**** Data to process

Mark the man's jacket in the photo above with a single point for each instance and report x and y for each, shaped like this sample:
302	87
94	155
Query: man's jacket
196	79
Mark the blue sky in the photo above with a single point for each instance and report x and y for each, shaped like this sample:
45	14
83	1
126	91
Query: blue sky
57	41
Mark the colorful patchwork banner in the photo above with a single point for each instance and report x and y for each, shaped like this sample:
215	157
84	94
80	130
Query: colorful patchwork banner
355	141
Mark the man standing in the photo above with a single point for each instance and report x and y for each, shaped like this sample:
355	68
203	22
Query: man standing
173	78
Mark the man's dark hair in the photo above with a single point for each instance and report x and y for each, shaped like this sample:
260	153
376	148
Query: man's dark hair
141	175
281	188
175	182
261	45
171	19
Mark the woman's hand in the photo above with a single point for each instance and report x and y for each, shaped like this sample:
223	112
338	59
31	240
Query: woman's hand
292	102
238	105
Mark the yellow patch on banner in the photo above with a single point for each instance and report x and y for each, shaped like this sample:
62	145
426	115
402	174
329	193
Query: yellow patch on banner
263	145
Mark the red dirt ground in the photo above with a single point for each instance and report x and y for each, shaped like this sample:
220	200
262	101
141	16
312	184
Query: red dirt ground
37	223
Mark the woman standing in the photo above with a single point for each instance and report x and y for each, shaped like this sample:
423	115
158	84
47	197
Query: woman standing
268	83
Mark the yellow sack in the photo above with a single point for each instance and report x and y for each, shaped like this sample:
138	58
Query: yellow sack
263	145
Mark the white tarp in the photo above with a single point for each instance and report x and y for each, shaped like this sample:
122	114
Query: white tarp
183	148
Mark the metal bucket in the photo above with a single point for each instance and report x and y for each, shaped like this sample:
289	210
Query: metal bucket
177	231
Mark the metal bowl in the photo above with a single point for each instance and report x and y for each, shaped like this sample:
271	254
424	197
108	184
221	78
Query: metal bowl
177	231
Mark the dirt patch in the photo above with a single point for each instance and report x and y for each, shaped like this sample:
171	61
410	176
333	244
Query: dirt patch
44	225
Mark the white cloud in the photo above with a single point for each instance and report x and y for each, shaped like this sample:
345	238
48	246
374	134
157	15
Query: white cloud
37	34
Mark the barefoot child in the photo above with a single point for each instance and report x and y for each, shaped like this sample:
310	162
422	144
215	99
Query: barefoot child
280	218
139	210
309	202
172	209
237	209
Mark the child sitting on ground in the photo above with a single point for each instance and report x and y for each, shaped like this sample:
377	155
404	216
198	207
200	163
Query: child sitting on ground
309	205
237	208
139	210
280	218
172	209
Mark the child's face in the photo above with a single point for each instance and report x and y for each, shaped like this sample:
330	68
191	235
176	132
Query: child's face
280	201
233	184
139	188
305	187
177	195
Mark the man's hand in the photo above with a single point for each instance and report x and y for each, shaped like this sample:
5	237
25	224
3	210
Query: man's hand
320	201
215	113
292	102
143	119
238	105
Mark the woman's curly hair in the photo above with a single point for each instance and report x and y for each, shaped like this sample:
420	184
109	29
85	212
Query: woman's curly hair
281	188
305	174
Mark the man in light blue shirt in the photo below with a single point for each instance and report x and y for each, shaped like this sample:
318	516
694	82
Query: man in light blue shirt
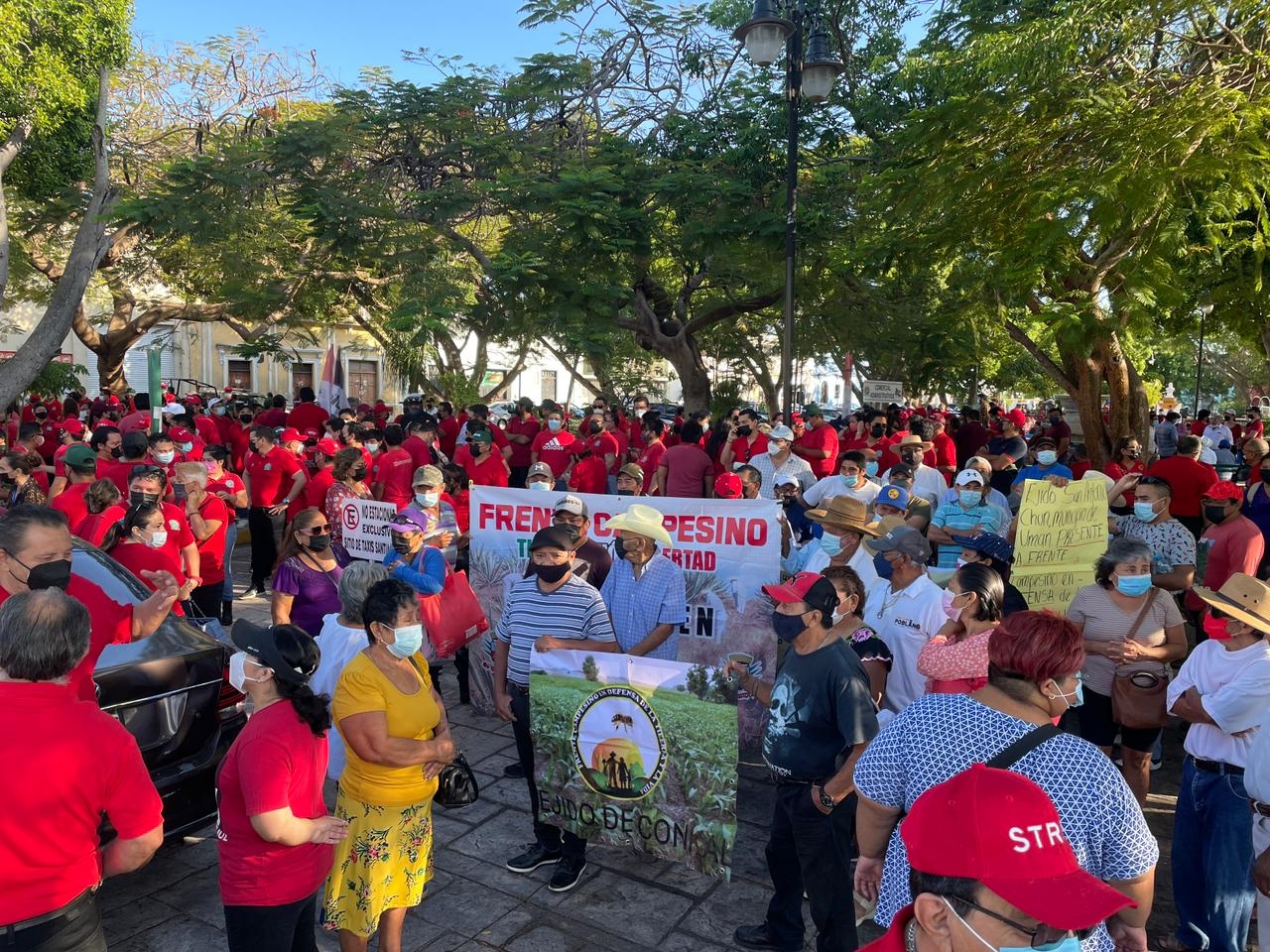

********

Task instructions ▸ Without the pictures, write out all of the material exactly.

Response to this exercise ▸
Mark the man's jacket in the photo above with a single point for each instance and report x and y for each, shaped like this sample:
302	87
94	155
Query: man's jacket
196	79
Mark the blue sky in the photo above with a single point for each instance and report x and y for each, shaped like this sample:
45	14
83	1
126	91
Query: blue sky
57	41
Mark the colorful patchwork banner in the photo above with a single point for each instance and report x and y for each, shaped like this sample:
215	157
84	94
80	130
Query: colorful patchwork banner
355	141
Mark the man standing in the photo above with a single point for each instance and report x and y for each, shaped like this sample:
355	68
203	22
Query: man standing
173	78
Mark the man's dark hair in the photo above with a single point for each instance and report x and y for each, shaped like this sample:
260	153
376	148
Query: man's dark hair
141	175
281	188
175	182
261	45
171	19
Mark the woman's hand in the photo above with a single point for each instance and report x and y for each, shaped like this sample:
223	112
338	59
31	240
Query: woman's hand
292	102
238	105
Mark the yellow patch on banner in the photo above with a single point for each instance and report x and y for each, shaped like this sample:
62	145
426	115
402	174
329	193
Query: yellow patch on banner
263	145
Mark the red dirt ground in the photo above with a single point for each instance and report x and y for each, shaped like this sample:
220	200
262	101
141	16
312	184
Query: red dirt ground
37	223
Mark the woman standing in the photo above with a single point for each instance and report x and y for each, shaped like this sample:
423	115
158	84
47	197
Query: woman standing
268	83
Mark the yellow sack in the photo above with a single point for each instance and report x and y for each, shaped like this sample:
138	58
Query: yellow sack
263	145
Mark the white tarp in the photo above with a single point for each instance and report x and y for each, shaped like this sample:
122	114
Query: white tarp
183	148
Mark the metal bucket in the photo above with a single point for each instance and report x and y for each, shaped like this sample:
289	210
Query: metal bucket
177	231
Mark the metal bowl in the photo above with a single point for each instance and report x and y for each, shaped like this sample:
271	254
424	197
108	184
221	78
Query: metal bowl
177	231
Mark the dirt patch in the photo above with a single point for each instance and report x and y for each, shaped like this sample:
171	61
410	176
333	244
Query: dirt patch
44	225
Mark the white cloud in the photo above with a single point for each instance and report x and y for each, shaped like this sample:
345	238
48	246
374	134
157	15
Query: white cloud
37	34
Mark the barefoot child in the photo above with a single point for each instance and report x and y for each, shaped like this sample:
310	162
422	144
215	99
Query: barefoot child
280	218
139	210
309	202
172	209
237	209
Mark the child sitting on ground in the photo above with a single point for each instance and report x and y for each, shaped like this sample:
377	155
404	216
198	207
200	163
Query: child sitting on ground
309	205
237	208
139	210
280	218
172	209
Mark the child's face in the photo above with a single point for each instance and report x and y for each, shaped like this sample:
330	68
191	235
176	132
Query: child's face
280	201
233	184
139	188
305	187
177	195
Mark the man's hand in the photo above with a single point for each instance and report x and y for each, shaped like this sample:
5	237
25	224
3	210
Query: man's hand
320	201
215	113
292	102
143	119
238	105
Mark the woman's curly hair in the photo above with a single point for each instance and report x and y for each, shaped like this sample:
420	184
109	29
85	212
Query: woman's curly hair
281	188
305	174
Mark the man in light blue shirt in the photo below with a single point for each instance and report x and y for each, shaped like this sample:
318	516
694	82
Query: man in light blue shirt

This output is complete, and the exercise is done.